## TEXT UNDER STUDY:

((

Using this mechanism, Cash et al. introduced a water-triggered self-healing boronic ester network [84]. This network consists of boronic ester bonds that connect the polymer chains and many free-dangling diols linked to the polymer backbone. Self-healing was accomplished by subjecting the material to 85% humidity for 3 days, facilitating boronic ester exchange and re-esterification between the hydrolyzed boronic ester groups and adjacent diols. Although the self-healing mechanism involving water is intriguing, the unusually high humidity level of 85% and the time-intensive nature of the process limit it.
Figure 7 shows that adding boronic ester groups imparts self-healing capabilities and enhances lithium ionic conductivity when employed as a polymer electrolyte [78]. Furthermore, the unique trans-esterification of the boronic ester groups enables recyclability. These chemical bond-based self-healing materials exhibit self-healing performance when exposed to various conditions, including heat, light, or humidity. However, it is essential to note that most self-healing materials relying on chemical bond mechanisms necessitate relatively high temperatures above their activation energy, limiting their applicability. Additionally, the network of chemical reaction-based self-healing systems relies on relatively weaker reversible bonds than covalent bonds, which can reduce the mechanical strength.

3.2. Self-Healing Based on Supramolecular Interactions

Supramolecular reversible interactions offer promising solutions to address the challenges associated with chemical reaction-based self-healing. This approach involves the construction of a self-healing network that incorporates a functional self-healing moiety while preserving the existing polymer backbone. The polymer backbone contributes mechanical strength, whereas the flexible self-healing moiety facilitates self-healing. Elastomers such as polyurethane or PDMS are commonly employed as polymer backbones because their high elasticity and mobility maximize the self-healing effect [79].
Dynamic supramolecular interactions, including host–guest interactions, metal–ligand interactions [88,89,90,91], ionic interactions [37,59,60,61], and hydrogen bonding [12,52,53,54,55,56,57,58], have been utilized as self-healing moieties. These interactions are advantageous because they can occur under mild conditions, thereby enhancing the applicability of self-healing materials.

))

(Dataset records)
((

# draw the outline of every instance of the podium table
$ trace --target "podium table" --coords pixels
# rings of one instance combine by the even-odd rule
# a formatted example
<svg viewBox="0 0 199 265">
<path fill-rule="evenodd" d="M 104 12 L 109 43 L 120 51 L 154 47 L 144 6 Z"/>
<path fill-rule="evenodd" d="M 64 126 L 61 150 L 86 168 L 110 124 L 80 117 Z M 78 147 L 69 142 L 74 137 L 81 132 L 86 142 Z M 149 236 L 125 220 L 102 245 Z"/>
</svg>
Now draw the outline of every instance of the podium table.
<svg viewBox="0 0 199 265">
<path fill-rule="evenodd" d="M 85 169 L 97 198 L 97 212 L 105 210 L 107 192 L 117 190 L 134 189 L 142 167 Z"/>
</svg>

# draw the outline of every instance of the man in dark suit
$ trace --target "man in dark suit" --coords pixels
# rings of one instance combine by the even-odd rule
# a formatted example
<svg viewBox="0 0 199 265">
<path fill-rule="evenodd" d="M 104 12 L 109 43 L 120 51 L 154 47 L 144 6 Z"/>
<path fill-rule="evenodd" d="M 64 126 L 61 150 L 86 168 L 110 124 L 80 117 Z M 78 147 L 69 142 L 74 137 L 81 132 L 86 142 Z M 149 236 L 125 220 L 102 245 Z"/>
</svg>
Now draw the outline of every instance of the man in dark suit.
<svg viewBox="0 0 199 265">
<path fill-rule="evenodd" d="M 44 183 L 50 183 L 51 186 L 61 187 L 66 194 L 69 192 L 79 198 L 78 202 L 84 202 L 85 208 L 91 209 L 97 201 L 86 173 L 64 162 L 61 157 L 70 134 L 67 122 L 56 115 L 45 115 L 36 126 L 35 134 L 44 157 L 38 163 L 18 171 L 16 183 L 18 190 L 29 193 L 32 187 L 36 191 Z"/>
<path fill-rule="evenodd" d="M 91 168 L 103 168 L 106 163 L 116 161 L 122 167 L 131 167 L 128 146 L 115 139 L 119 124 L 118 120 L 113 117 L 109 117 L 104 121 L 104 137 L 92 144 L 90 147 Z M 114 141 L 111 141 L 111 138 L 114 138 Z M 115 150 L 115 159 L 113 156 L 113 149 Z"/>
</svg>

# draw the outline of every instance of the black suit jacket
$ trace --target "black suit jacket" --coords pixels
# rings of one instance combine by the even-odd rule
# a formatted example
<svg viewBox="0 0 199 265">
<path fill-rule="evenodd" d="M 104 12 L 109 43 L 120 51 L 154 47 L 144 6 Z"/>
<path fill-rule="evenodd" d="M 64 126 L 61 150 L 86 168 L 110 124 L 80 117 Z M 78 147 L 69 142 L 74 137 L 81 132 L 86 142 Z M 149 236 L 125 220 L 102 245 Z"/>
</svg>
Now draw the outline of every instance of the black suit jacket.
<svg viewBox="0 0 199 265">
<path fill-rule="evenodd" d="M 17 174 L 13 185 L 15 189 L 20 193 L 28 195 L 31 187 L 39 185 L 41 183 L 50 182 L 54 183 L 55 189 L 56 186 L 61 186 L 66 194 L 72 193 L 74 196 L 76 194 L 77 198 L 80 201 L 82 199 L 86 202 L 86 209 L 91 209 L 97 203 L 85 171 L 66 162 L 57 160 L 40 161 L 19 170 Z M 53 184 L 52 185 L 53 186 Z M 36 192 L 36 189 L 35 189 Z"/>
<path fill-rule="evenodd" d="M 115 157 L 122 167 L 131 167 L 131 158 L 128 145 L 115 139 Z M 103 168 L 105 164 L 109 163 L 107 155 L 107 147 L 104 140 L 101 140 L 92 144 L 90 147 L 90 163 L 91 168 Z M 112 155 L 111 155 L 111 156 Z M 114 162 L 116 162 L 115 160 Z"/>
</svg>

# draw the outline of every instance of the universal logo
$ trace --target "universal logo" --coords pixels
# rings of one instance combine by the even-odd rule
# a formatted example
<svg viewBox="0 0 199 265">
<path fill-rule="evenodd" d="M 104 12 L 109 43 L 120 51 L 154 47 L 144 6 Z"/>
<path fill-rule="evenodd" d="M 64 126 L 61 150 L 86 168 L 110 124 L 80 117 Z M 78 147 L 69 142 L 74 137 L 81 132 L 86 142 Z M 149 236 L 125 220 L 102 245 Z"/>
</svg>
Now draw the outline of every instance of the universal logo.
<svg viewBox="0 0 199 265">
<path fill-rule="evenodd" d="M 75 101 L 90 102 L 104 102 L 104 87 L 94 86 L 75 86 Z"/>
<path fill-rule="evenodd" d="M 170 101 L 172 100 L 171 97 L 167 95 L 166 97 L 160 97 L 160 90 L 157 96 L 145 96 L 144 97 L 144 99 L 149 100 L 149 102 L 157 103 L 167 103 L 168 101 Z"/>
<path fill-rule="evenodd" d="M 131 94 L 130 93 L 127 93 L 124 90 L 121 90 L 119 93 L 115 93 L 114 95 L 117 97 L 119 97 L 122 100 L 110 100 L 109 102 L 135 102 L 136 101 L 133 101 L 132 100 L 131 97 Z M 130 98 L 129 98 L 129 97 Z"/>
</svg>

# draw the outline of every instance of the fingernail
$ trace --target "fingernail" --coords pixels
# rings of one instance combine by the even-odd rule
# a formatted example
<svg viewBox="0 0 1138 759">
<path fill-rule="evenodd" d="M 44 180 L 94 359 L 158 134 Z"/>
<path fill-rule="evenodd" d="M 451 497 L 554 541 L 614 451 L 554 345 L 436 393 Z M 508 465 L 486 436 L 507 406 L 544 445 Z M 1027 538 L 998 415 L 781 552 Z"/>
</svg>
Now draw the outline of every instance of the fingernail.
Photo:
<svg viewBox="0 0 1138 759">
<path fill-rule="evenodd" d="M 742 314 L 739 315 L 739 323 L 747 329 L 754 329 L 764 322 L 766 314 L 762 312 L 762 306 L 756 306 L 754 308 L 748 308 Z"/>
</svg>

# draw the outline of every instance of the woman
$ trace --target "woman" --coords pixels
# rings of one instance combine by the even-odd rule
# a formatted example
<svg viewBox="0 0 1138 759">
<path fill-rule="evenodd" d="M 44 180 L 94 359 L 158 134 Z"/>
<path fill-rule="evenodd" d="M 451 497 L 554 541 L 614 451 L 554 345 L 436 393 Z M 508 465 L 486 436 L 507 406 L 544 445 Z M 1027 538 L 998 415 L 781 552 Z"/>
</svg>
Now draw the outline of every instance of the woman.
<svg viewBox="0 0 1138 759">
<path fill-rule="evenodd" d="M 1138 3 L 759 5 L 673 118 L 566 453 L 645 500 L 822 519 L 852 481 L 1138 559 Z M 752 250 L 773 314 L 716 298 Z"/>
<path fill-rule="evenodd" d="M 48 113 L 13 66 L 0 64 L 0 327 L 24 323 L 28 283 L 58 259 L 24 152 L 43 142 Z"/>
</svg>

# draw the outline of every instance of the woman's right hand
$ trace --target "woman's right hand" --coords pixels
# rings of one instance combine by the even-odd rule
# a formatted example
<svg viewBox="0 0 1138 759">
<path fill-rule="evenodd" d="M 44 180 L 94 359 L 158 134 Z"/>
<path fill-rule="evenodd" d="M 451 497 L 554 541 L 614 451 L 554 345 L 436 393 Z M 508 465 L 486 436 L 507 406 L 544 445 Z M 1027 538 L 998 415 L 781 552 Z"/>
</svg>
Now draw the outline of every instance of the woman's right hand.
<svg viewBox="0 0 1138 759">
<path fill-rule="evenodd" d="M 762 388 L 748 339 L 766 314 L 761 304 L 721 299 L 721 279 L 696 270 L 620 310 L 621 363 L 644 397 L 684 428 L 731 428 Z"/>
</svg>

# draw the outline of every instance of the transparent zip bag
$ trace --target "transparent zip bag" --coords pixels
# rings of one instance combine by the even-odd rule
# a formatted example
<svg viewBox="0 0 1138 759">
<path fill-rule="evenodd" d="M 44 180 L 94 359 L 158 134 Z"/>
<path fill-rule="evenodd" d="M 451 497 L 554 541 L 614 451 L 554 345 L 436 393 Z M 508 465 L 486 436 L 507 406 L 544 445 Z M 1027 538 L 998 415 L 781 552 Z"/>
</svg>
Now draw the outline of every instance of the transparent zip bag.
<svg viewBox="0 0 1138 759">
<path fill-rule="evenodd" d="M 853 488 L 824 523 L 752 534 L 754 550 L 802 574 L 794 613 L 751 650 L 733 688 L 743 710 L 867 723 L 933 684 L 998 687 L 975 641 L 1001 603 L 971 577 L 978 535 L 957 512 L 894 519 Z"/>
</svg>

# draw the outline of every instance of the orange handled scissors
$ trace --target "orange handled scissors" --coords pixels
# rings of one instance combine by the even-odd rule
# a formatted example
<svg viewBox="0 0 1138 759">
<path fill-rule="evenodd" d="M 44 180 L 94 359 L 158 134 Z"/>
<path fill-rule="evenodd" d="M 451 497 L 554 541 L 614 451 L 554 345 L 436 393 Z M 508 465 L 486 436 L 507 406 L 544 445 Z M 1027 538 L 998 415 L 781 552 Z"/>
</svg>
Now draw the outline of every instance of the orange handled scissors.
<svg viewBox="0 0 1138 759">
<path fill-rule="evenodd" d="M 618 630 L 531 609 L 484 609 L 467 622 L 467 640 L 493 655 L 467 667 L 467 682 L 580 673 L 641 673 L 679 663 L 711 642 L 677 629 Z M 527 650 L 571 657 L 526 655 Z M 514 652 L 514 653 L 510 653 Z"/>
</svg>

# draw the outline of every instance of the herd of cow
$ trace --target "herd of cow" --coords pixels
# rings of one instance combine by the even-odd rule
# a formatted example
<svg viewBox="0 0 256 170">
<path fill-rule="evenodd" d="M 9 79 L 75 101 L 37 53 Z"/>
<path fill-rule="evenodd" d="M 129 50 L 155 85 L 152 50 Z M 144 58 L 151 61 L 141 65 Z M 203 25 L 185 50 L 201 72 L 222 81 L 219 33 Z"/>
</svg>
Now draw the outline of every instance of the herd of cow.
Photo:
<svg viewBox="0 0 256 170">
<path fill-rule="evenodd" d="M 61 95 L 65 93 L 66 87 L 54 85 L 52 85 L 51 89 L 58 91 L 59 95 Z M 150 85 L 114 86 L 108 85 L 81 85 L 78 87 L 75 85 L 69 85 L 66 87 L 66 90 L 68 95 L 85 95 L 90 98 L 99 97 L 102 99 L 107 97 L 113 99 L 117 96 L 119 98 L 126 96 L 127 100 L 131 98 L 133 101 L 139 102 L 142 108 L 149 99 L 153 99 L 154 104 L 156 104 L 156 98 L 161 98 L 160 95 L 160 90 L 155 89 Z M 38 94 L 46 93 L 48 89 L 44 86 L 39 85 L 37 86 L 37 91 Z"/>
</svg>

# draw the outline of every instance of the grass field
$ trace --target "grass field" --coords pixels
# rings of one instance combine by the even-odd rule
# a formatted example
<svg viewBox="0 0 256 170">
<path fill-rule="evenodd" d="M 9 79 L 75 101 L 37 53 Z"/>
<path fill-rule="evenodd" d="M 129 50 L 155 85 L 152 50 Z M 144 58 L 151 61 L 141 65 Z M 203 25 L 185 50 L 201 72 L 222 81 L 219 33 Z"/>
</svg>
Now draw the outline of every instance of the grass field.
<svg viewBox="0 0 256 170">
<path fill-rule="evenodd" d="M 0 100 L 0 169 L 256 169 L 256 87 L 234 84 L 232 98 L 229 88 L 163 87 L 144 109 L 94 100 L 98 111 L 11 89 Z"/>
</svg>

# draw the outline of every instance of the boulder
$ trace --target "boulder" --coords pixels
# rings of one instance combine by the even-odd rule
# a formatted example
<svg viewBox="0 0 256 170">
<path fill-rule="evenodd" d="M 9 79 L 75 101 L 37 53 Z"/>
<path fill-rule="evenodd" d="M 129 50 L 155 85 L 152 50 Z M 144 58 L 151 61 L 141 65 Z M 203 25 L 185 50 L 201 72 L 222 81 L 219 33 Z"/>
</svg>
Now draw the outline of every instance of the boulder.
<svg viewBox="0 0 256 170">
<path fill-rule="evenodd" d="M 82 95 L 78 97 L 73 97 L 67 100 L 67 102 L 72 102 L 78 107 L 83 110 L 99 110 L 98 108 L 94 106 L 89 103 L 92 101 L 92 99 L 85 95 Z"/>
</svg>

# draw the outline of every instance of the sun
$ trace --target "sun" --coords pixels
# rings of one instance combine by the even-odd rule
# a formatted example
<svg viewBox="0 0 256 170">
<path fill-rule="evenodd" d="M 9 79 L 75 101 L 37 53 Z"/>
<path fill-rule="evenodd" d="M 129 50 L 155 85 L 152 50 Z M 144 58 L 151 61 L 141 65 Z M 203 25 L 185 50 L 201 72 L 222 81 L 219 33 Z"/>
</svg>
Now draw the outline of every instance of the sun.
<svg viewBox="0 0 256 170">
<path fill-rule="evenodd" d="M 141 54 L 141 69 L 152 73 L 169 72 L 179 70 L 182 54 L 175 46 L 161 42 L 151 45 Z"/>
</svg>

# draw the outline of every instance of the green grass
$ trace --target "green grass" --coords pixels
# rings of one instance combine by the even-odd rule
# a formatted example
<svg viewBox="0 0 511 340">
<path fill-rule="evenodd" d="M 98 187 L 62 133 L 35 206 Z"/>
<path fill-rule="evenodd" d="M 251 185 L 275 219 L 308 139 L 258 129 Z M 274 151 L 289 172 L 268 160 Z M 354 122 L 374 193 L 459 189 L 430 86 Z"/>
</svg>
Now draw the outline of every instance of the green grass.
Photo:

))

## YOUR INSTRUCTIONS:
Echo the passage on self-healing materials word for word, starting at the words "3.2. Self-Healing Based" and ending after "self-healing effect [79].". The material plays no part in this work.

## ANSWER TO THIS EXERCISE:
3.2. Self-Healing Based on Supramolecular Interactions

Supramolecular reversible interactions offer promising solutions to address the challenges associated with chemical reaction-based self-healing. This approach involves the construction of a self-healing network that incorporates a functional self-healing moiety while preserving the existing polymer backbone. The polymer backbone contributes mechanical strength, whereas the flexible self-healing moiety facilitates self-healing. Elastomers such as polyurethane or PDMS are commonly employed as polymer backbones because their high elasticity and mobility maximize the self-healing effect [79].